BEGIN PAGE TEXT

# Breaker tripping upon motor starting



## hungry_apprentice (Jan 17, 2014)

I have (2) new 50 hp motors that operate the machine I am wiring. There is a double start button, one for each motor. I can start M1 and it begins running, rotation is correct. Now I try to start M2 and immediately after pressing it's start button it trips the breaker that feeds the control circuit. 

I can remove the leads from both M1 & M2 from each of their overloads and both vacuum contactor coils and the seal in circuit seems to be working after I release each start button. The instantaneous on the breaker is turned to the highest setting (650 A). 

I have doubled checked all my wiring and components and all appears correct. 

The breaker tripped roughly 5 to 6 times as I was trouble shooting then after trying for the last time M1 came up and ran great as did M2. For the remainder of the day any time I need to start the motors they operated just as they were intended to.

I'm thinking maybe something had M2 in a bind and the in-rush of the starting current was great enough to trip the breaker. Maybe a bearing was cold. Any ideas why this breaker is now not tripping?


----------



## KennyW (Aug 31, 2013)

END PAGE TEXT
BEGIN RECORDED DATA

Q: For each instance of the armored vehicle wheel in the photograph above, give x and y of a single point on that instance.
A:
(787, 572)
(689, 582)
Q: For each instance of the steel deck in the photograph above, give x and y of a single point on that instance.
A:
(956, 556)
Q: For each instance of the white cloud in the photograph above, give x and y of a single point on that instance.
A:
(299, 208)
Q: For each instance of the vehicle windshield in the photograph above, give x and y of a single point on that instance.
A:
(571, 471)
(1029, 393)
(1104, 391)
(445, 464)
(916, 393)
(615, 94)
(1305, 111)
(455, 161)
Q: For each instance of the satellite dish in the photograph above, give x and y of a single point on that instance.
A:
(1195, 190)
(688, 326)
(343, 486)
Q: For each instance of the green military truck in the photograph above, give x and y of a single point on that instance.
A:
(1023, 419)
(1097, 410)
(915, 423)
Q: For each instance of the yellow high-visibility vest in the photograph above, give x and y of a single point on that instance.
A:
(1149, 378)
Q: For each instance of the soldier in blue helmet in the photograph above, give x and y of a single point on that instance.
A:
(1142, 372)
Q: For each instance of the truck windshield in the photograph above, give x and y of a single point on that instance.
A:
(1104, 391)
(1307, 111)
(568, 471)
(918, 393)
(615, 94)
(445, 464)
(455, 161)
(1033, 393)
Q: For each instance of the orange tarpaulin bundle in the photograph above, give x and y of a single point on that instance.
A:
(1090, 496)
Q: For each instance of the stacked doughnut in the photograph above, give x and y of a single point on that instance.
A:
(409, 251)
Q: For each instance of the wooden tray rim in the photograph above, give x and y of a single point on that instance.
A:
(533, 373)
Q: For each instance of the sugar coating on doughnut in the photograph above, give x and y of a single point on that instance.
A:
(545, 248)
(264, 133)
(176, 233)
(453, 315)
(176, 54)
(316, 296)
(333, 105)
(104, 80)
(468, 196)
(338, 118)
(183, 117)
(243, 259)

END RECORDED DATA

SET TASKS ::
1. Answer these questions about the breaker thread.
(a) What is the horsepower rating of each of the two new motors?
(b) What is the instantaneous on the breaker set to?
(c) About how many times did the breaker trip during troubleshooting?
2. Output the stretch of the breaker thread from "I have doubled" through "(Aug 31, 2013)", copied word for word.

ANSWERS PER TASK ::
1.
(a) 50 hp
(b) The highest setting, 650 A
(c) Roughly 5 to 6 times

2.
I have doubled checked all my wiring and components and all appears correct. 

The breaker tripped roughly 5 to 6 times as I was trouble shooting then after trying for the last time M1 came up and ran great as did M2. For the remainder of the day any time I need to start the motors they operated just as they were intended to.

I'm thinking maybe something had M2 in a bind and the in-rush of the starting current was great enough to trip the breaker. Maybe a bearing was cold. Any ideas why this breaker is now not tripping?


----------



## KennyW (Aug 31, 2013)